List of tasks:
1) Based on the blog posts, decide whether each statement agrees: (a) In Virginia, an adult who provides alcohol to an unsupervised minor can be charged with a class one misdemeanor; (b) "Student vs. Marijuana" is performed for ninth-grade students; (c) Police must read Miranda rights to anyone they speak with.
2) In the listing, start at the line containing "Game engine object recognition — detect shadow" and end with the line containing "0, 270, 236, 451". Write those lines out again, replacing "floor" with "ground" and keeping everything else unchanged.

Thursday, September 13, 2012
Do not give up your Fifth Amendment Right
No one has to speak with a law enforcement officer at any time and you should never speak with an officer if you are suspected of a crime. Police do not have to read your Miranda rights unless you are in custody and you are being asked questions. If you voluntarily speak with the police, and you are free to leave their presence at any time, you are not in custody and not protected by Miranda.
The Right to Remain Silent
It is far better to remain silent than to give a statement that is not truthful. An untruthful statement can be a crime in itself and result in a prosecution.
If you've been arrested, don't wait. You need an attorney immediately, to help you protect your rights.
If you are considered a suspect, or you have been arrested or charged with a crime such as assault, larceny, burglary, robbery, or drug possession, contact The Paullin Law Firm as soon as possible. We will tell you your rights and how to deal with police and court officials.
Tuesday, January 10, 2012
Some parents take the approach that they’d rather their teenagers drink in the house where kids are not driving and in a more controlled environment. The problem is that parents hosting such parties can be charged criminally. In Virginia, any adult who provides alcohol to an unsupervised minor can be charged with a class one misdemeanor, punishable by up to one year in jail. To make matters worse, depending on the number of underage guests, a parent can be charged with numerous counts of the same crime. This means that parents can receive a jail sentence exceeding one year. For example, a parent in Charlottesville received a 27 month jail sentence for serving alcohol at a party for her 16 year old child. According to the mom, she thought she was "protecting the kids by taking their car keys for the night."
Parents should be aware that law enforcement in counties surrounding Richmond sometimes target these parties. According to the Richmond Times Dispatch, when police raided a West End Henrico home, the mother of the teen-host served 15 days jail time.
Interestingly, Virginia is one of the states where it is permissible to serve alcohol to your own children as well as other children who are accompanied by a parent or guardian. Va. Code Sec. 4.1-200.
Friday, October 21, 2011
In the summer of 2000, a team of four students from Chesterfield County high schools attended a leadership conference with Virginia's Youth Alcohol and Drug Abuse Prevention Project. After learning of the risks and severe consequences associated with drug and alcohol abuse, those students decided to take matters into their own hands and educate their peers about what they had learned. They developed a program that enlists school and county officials to enact a real-life drama and educate middle school students about the consequences of drug possession on school property.
Sponsored by Chesterfield Youth Planning and Development, "Student vs. Marijuana" is a live presentation that takes place annually at middle schools throughout Chesterfield County. Seventh-grade students watch the dramatization of a student caught carrying marijuana at school. The student goes on to face both school and legal consequences, including expulsion, a drug possession charge, a suspended driver's license, and juvenile detention followed by a probation period.
Terry Gryder is serving as the student's defense attorney in this year's "Student vs. Marijuana" presentations. During the program, her role is to defend the student (who pleads not guilty) during a trial in the 12th District Juvenile and Domestic Relations Court. The cast also includes representatives from the Police and Sheriff's Departments, the Juvenile Probation Department, the Commonwealth Attorney's office, the 12th District Juvenile and Domestic Relations Court, and officials from each participating school, all of whom perform their real-life roles. Attorney Gryder and the other professionals who have volunteered their time have done so with the hope that students will leave the presentation with a greater understanding of the serious consequences of drug or alcohol possession.

Record set:
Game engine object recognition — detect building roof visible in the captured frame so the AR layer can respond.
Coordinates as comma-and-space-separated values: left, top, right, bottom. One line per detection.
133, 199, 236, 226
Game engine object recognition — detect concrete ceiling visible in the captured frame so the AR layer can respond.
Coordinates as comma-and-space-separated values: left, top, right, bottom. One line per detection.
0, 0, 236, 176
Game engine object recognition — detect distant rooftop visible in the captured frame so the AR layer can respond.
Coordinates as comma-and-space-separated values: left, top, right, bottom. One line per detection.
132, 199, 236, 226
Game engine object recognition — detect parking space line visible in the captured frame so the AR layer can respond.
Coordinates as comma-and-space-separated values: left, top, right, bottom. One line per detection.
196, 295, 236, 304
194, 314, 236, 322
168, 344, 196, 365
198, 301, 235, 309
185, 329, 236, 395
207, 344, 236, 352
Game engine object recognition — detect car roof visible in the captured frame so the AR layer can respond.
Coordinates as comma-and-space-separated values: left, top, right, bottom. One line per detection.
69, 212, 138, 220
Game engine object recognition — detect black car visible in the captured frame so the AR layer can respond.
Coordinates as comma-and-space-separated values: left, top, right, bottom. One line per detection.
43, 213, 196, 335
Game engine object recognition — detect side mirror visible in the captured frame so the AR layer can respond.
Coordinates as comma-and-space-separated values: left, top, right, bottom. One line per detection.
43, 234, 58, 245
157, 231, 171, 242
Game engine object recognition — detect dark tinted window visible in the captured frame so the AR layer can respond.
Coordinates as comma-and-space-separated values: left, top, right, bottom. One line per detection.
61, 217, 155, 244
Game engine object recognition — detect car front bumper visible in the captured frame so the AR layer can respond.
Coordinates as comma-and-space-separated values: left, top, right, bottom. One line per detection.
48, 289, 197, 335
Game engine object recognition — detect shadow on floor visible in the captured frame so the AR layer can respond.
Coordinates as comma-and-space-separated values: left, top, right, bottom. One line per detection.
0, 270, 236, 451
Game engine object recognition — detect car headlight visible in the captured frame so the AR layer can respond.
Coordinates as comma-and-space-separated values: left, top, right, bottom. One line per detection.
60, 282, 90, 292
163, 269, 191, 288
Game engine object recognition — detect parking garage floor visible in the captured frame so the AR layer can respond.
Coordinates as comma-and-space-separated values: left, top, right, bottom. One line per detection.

Results for the exercise:
1)
(a) Yes: "any adult who provides alcohol to an unsupervised minor can be charged with a class one misdemeanor"
(b) No: "Seventh-grade students watch the dramatization of a student caught carrying marijuana at school."
(c) No: "Police do not have to read your Miranda rights unless you are in custody and you are being asked questions."

2)
Game engine object recognition — detect shadow on ground visible in the captured frame so the AR layer can respond.
Coordinates as comma-and-space-separated values: left, top, right, bottom. One line per detection.
0, 270, 236, 451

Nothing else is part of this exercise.